Selected text:
::::::::

Although U.path has all the information needed to conduct the axes and labels tests needed to identify δi, it does not have enough information to evaluate the predicates at any of its nodes n because a predicate can refer to any node in the subtree of n. The process applies the Axes and Label tests to U.path, ignoring the predicates tests. The result is the sequence Δi which is a super-sequence of δi.

Computing the different Δi's proceeds similar to computing the intermediate results Ri's of the original view specification query except that the latter selects from the source tree D while the former selects from the single branch U.path. Any node n in any δi must have a node of the expression context C as an ancestor. Thus, the process initializes Δ0 to be all the context nodes that exist in U.path, i.e. Δ0=C∩U.path. After this initialization, the process determines Δi (for i>1) as all the nodes in U.path that satisfy si.axis and si.label starting at nodes in Δi. This query is denoted as Δi=q(si.axis&label, Δi−1,U.path).

The following example shows the computation of the Δis. In an update U of adding a node D6 as a child of D4, U.path is the tree branch that starts with the root R and ends with D6. Computing the different Δi's as described above results in: Δ0=(X2, X3), Δ1=(A2, A3), Δ2=(B3, B4, B5), Δ3=(C5, C5), Δ4=(D4, D4, D6, D6).

::::::::

Excerpted records:
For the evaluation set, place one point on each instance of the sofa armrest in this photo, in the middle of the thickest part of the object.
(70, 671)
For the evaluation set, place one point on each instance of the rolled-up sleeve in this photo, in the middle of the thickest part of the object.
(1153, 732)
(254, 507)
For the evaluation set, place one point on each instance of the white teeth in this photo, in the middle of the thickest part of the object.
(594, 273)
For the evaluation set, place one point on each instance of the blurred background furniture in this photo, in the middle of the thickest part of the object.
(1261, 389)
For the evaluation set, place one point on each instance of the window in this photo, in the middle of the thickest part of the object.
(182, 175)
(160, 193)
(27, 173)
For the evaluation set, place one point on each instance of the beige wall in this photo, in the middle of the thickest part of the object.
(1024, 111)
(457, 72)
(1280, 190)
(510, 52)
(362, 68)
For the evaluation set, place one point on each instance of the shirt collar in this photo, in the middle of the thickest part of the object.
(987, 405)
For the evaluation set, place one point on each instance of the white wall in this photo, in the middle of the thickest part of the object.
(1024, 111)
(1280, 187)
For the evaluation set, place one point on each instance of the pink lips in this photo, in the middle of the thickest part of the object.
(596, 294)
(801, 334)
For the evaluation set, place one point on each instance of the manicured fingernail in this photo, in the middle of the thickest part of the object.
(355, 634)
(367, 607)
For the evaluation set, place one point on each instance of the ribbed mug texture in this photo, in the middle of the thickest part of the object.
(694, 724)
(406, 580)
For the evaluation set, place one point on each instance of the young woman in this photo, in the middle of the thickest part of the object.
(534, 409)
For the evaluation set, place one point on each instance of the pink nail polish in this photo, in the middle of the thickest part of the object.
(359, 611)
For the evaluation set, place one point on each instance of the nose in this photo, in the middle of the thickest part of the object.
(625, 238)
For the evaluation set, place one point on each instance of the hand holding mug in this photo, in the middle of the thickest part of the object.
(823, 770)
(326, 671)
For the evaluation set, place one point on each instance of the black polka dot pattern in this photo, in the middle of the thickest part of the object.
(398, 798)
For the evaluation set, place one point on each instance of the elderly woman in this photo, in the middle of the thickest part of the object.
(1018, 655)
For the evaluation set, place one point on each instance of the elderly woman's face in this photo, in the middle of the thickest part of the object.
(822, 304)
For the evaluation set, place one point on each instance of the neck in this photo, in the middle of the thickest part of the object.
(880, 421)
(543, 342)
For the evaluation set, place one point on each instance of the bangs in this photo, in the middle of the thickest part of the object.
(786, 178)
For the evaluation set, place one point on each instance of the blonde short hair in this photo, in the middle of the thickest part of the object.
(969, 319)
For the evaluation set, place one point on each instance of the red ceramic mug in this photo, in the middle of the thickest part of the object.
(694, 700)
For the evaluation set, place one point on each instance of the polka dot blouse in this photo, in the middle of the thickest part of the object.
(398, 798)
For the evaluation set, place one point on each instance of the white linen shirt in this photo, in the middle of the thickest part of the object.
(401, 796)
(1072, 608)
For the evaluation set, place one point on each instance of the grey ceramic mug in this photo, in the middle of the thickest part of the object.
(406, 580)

::::::::

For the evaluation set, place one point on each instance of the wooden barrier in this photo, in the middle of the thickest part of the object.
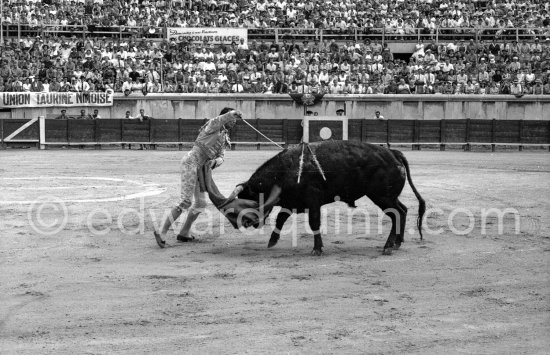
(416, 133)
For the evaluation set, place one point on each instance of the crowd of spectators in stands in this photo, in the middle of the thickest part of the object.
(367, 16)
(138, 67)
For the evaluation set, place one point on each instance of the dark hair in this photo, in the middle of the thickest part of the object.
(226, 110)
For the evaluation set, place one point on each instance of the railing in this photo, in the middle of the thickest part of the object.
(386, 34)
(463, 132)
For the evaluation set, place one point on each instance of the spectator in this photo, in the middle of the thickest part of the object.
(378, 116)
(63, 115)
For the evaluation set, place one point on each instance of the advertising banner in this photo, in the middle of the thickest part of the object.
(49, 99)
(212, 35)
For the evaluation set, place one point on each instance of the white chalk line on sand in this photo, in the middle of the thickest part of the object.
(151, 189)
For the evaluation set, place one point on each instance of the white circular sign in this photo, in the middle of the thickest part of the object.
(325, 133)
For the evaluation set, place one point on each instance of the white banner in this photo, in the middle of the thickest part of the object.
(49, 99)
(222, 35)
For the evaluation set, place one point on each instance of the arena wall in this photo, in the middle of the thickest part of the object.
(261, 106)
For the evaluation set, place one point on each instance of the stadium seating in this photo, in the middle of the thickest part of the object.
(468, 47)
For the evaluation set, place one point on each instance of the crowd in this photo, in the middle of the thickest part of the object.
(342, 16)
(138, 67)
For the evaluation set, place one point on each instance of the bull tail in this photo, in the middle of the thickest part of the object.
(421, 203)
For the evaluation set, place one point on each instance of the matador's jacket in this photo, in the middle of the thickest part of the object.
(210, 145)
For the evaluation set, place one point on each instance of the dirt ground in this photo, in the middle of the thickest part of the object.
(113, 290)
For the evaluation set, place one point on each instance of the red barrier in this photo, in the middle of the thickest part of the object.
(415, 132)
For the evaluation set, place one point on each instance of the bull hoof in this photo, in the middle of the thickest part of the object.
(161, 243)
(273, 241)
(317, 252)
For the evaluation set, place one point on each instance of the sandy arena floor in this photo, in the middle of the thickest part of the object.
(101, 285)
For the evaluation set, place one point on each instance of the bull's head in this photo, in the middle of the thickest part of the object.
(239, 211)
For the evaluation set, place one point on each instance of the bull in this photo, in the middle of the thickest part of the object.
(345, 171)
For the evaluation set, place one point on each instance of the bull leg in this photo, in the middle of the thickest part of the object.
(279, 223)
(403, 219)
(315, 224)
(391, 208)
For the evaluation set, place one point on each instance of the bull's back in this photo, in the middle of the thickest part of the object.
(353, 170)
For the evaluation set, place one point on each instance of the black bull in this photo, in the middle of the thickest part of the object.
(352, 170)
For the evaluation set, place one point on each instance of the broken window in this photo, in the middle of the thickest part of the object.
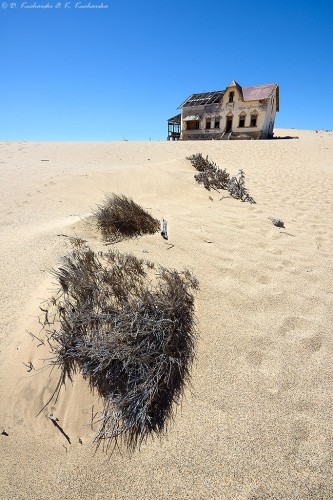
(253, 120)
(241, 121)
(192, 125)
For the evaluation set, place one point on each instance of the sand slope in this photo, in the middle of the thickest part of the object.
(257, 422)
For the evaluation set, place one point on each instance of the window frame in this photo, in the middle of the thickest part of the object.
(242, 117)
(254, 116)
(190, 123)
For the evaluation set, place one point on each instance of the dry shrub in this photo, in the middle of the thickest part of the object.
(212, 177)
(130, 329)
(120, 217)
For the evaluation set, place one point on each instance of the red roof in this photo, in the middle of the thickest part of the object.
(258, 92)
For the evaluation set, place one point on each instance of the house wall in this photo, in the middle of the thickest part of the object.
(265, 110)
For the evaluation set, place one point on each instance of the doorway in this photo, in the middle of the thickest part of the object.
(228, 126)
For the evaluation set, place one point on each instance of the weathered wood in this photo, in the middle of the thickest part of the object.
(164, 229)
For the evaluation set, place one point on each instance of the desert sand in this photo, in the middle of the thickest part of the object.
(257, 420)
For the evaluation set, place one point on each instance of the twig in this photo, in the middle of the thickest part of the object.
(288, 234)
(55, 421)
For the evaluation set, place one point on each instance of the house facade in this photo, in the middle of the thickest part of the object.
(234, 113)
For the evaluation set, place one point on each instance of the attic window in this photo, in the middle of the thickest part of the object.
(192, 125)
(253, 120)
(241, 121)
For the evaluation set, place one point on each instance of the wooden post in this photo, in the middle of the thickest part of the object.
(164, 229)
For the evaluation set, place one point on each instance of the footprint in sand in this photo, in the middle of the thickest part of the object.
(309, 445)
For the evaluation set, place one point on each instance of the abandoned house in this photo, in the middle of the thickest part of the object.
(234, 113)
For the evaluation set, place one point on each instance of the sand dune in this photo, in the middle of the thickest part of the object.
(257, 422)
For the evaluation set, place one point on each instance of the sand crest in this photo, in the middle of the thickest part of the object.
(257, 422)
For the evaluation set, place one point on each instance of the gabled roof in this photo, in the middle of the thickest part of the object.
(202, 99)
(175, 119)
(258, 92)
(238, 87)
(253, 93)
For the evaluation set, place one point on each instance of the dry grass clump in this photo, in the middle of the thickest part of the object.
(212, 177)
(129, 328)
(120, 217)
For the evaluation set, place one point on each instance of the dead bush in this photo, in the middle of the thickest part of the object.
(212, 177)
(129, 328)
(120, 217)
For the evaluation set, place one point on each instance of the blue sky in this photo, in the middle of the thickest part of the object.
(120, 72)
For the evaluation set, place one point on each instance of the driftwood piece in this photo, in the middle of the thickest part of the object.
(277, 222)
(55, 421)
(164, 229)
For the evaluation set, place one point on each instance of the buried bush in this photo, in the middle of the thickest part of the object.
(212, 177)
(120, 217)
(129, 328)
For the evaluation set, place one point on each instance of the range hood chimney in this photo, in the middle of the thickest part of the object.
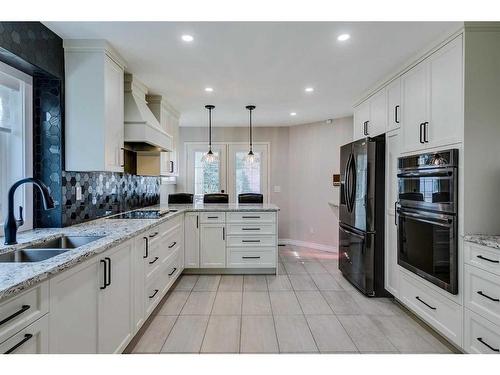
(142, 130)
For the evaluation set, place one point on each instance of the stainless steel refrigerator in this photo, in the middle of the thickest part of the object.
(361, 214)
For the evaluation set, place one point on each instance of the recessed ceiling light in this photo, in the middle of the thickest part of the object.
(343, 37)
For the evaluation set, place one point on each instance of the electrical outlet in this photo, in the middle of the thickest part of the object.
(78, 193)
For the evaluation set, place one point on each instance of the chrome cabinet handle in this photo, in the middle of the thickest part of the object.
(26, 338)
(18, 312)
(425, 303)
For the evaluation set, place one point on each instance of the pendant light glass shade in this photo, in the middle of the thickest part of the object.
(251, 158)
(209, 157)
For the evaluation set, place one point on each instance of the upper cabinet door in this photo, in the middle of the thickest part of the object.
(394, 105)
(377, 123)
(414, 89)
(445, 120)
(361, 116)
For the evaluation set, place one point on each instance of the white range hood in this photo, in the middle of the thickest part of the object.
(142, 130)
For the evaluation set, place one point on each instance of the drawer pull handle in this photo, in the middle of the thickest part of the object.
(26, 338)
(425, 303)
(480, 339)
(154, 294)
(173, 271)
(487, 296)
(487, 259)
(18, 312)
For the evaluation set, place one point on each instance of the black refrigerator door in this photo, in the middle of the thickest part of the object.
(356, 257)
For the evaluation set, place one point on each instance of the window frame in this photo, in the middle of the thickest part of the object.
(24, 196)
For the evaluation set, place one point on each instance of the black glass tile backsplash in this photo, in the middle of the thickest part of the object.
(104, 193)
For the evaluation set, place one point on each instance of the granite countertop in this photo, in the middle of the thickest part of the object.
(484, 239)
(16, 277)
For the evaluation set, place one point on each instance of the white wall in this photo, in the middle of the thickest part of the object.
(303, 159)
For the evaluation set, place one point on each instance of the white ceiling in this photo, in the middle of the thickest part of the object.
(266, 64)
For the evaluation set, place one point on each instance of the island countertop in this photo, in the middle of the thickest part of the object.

::::::::

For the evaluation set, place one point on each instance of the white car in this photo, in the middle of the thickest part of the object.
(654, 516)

::::::::

Short exercise 1:
Summarize the passage on computing the Δi sequences in two sentences.
Short exercise 2:
Answer these questions on the passage on computing the Δi sequences, one line each:
(a) Why can U.path not be used to evaluate the predicates at its nodes?
(b) What is Δ0 initialized to?
(c) In the example of adding D6 as a child of D4, what is Δ1?

Worked answer 1:
U.path holds what is needed for the axes and label tests but not for evaluating predicates, since a predicate can refer to any node in a node's subtree, so the process applies only the axes and label tests and obtains Δi, a super-sequence of δi. The computation resembles that of the intermediate results Ri of the original view specification query but selects from the single branch U.path instead of the source tree D, beginning with Δ0 as the context nodes found in U.path.

Worked answer 2:
(a) A predicate can refer to any node in the subtree of the node.
(b) All the context nodes that exist in U.path, i.e. Δ0=C∩U.path.
(c) Δ1=(A2, A3).